◆ Some records

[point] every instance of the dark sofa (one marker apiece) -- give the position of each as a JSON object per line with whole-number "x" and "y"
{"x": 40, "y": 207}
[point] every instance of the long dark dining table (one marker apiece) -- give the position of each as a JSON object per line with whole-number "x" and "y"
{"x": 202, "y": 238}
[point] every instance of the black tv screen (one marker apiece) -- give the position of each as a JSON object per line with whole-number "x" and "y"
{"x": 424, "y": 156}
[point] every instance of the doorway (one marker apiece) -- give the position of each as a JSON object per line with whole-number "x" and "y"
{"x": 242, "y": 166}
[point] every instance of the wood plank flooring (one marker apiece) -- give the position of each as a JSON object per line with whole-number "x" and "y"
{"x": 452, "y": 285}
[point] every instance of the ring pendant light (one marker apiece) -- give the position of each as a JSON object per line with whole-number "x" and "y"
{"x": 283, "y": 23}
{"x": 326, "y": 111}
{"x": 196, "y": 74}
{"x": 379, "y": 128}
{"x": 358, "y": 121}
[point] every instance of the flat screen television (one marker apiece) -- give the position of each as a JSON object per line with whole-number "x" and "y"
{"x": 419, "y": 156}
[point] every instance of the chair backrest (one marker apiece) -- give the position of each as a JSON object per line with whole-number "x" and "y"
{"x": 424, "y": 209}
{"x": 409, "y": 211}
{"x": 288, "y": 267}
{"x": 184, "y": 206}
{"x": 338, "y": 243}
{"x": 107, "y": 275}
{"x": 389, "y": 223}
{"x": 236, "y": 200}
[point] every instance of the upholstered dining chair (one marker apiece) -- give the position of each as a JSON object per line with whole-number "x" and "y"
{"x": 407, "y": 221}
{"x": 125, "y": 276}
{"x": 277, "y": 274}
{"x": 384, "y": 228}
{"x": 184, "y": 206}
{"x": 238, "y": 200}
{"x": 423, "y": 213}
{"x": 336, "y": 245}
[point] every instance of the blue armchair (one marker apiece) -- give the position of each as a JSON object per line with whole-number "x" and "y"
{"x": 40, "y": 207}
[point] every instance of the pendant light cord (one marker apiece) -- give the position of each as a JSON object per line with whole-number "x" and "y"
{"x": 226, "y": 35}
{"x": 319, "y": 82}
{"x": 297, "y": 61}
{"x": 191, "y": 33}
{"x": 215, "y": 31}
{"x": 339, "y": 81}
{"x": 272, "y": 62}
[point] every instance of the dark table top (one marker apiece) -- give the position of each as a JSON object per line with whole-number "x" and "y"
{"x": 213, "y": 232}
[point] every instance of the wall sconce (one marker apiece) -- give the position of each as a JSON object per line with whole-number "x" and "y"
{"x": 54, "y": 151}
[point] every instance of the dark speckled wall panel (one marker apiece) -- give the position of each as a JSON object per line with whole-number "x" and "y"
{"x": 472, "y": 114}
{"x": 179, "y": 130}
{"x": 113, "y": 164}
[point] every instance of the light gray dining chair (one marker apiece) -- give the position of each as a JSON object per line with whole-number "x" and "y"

◆ What you have to do
Please extract exactly, and only, the lines from the line containing "[point] every instance of the blue" through the last line of the records.

◆ Written solution
[point] every instance of the blue armchair (one marker apiece) -- give the position of each as a JSON object per line with whole-number "x" and "y"
{"x": 40, "y": 207}
[point] every instance of the pendant light cord (one marker apiece) -- give the position of each as a JSON object per line with whole-number "x" and "y"
{"x": 226, "y": 35}
{"x": 319, "y": 82}
{"x": 297, "y": 61}
{"x": 191, "y": 33}
{"x": 215, "y": 31}
{"x": 339, "y": 81}
{"x": 272, "y": 62}
[point] every instance of the dark table top (one marker apiece) -- give the position of each as a JSON object per line with whole-number "x" and "y"
{"x": 213, "y": 232}
[point] every instance of the wall sconce (one marker apiece) -- give the position of each as a JSON object per line with whole-number "x" and "y"
{"x": 54, "y": 151}
[point] every instance of the dark speckled wall panel (one marker apiece) -- give the position of each as a JSON object per line with whole-number "x" and "y"
{"x": 472, "y": 114}
{"x": 179, "y": 130}
{"x": 113, "y": 164}
[point] every instance of the light gray dining chair (one marker apiece) -- give the position of each as a JSON object per line with whole-number "x" and "y"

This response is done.